»»
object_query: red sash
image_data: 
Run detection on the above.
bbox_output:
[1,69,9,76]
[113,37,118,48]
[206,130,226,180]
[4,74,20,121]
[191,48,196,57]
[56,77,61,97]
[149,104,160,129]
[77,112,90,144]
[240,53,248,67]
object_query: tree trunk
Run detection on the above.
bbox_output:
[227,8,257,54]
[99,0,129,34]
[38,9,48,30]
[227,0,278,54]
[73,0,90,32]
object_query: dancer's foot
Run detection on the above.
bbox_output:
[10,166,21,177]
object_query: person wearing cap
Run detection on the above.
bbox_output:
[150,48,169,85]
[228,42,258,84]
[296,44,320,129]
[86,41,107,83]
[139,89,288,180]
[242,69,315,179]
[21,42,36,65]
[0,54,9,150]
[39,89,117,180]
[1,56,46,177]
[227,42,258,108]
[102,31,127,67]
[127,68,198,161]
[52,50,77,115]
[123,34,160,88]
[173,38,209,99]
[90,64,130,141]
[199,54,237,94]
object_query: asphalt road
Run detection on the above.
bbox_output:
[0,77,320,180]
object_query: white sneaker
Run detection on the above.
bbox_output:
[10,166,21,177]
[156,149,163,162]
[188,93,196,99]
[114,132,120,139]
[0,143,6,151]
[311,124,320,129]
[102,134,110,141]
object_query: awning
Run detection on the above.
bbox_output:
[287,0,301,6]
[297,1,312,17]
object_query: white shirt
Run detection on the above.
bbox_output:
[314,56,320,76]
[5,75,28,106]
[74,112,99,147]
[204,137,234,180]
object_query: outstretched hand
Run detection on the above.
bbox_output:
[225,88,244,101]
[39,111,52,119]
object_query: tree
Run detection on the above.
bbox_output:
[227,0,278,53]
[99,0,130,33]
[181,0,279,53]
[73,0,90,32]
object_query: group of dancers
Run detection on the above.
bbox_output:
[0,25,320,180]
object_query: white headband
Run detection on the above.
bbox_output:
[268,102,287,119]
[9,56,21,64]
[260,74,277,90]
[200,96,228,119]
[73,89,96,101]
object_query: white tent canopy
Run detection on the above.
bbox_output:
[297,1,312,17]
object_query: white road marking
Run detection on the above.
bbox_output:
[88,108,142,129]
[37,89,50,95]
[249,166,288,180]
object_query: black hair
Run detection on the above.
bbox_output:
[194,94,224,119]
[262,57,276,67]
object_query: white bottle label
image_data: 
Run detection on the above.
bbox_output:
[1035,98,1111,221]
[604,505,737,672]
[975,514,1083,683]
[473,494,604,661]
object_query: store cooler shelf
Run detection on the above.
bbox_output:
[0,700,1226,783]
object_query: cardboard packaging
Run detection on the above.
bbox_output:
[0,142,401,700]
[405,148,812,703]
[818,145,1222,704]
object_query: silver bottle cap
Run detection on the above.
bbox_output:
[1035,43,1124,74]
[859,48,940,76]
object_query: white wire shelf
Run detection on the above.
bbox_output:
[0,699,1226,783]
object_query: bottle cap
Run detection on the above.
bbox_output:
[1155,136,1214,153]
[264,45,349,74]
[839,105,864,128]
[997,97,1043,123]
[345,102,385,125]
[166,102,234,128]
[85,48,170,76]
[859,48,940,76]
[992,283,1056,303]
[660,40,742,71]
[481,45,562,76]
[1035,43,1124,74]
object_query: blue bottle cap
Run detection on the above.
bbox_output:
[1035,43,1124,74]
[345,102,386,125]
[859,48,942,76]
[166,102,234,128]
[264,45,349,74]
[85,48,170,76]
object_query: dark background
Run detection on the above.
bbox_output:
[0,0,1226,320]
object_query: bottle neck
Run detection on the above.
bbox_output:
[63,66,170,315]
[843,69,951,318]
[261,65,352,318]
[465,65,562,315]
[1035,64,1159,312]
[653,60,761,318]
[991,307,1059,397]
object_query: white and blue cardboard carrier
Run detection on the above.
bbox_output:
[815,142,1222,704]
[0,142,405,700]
««
_TASK TO CARRY OUT_: Could you copy every item above line for line, with no changes at all?

_OUTPUT FOR THIS TASK_:
object_query: red sash
image_data: 
Run detection on the above.
bbox_output:
[1,69,9,76]
[113,37,118,48]
[206,130,226,180]
[4,74,20,121]
[191,48,196,57]
[56,77,61,97]
[149,104,160,129]
[77,112,90,144]
[240,53,248,67]
object_query: tree trunk
Run detection on the above.
bbox_output:
[227,8,257,54]
[99,0,129,34]
[38,9,48,30]
[227,0,278,54]
[73,0,90,32]
object_query: dancer's foot
Run detection on the above.
bbox_output:
[10,166,21,177]
object_query: person wearing cap
Run detection on the above.
bbox_output:
[150,48,169,85]
[228,42,258,84]
[296,44,320,129]
[86,41,107,83]
[139,89,288,180]
[242,69,315,179]
[21,42,36,65]
[0,54,9,150]
[39,89,117,180]
[1,56,46,177]
[227,42,258,108]
[102,31,127,67]
[127,68,198,161]
[52,50,77,115]
[123,34,160,88]
[173,38,209,99]
[90,64,130,141]
[199,54,237,94]
object_query: asphalt road
Run detection on the above.
bbox_output:
[0,77,320,180]
object_query: white sneaker
Run detection on the above.
bbox_output:
[10,166,21,177]
[156,149,163,162]
[188,93,196,99]
[114,132,120,139]
[0,143,6,151]
[311,124,320,129]
[102,134,110,141]
object_query: awning
Run detection on the above.
bbox_output:
[287,0,301,6]
[297,1,312,17]
object_query: white shirt
Run detection on the above.
bbox_output:
[314,56,320,76]
[5,75,28,106]
[74,112,99,147]
[204,137,234,180]
object_query: outstretched hand
Run detection on the above.
bbox_output:
[225,88,244,101]
[39,111,52,119]
object_query: tree
Run detection on the above.
bbox_output:
[227,0,278,53]
[99,0,130,33]
[181,0,279,53]
[73,0,90,32]
object_query: group of dancers
Run detection on the above.
bbox_output:
[0,25,320,180]
object_query: white headband
Run detection on the above.
bbox_output:
[268,102,287,119]
[9,56,21,64]
[260,74,277,90]
[200,96,228,119]
[73,89,96,101]
object_query: white tent canopy
Run detection on the above.
bbox_output:
[297,1,312,17]
object_query: white road marking
Run detection on the above.
bbox_output:
[88,108,142,129]
[37,89,50,95]
[249,166,288,180]
object_query: black hair
Run detection on the above.
bbox_output:
[194,94,224,119]
[262,57,276,67]
object_query: white bottle label
image_data: 
Run detection on the above.
bbox_output:
[1035,98,1111,221]
[604,505,737,672]
[975,514,1083,683]
[473,494,604,661]
object_query: store cooler shelf
Run detection on the above.
bbox_output:
[0,700,1226,783]
object_query: cardboard packaging
Run detection on the above.
bbox_output:
[0,142,401,700]
[405,148,812,703]
[818,145,1222,704]
object_query: silver bottle cap
Run detection on the above.
bbox_output:
[1035,43,1124,74]
[859,48,940,76]
object_query: white wire shelf
Run detection on the above.
bbox_output:
[0,699,1226,783]
object_query: bottle cap
Run detection on the above.
bbox_output:
[1155,136,1214,153]
[264,45,349,74]
[839,105,864,128]
[997,97,1043,123]
[345,102,385,125]
[166,102,234,128]
[85,48,170,76]
[859,48,940,76]
[992,283,1056,303]
[660,40,742,71]
[481,45,562,76]
[1035,43,1124,74]
object_query: blue bottle cap
Run detection on the above.
bbox_output:
[1035,43,1124,74]
[345,102,386,125]
[859,48,942,76]
[166,102,234,128]
[264,45,349,74]
[85,48,170,76]
object_query: dark background
Run detection on the above.
bbox_output:
[0,0,1226,320]
object_query: bottle neck
Run detection on the above.
bbox_output:
[63,66,170,315]
[843,69,951,318]
[261,65,352,318]
[465,65,562,315]
[1035,64,1159,312]
[653,60,761,318]
[991,307,1059,397]
object_query: white and blue cardboard carrier
Run detection on the above.
bbox_output:
[815,142,1222,704]
[0,142,405,700]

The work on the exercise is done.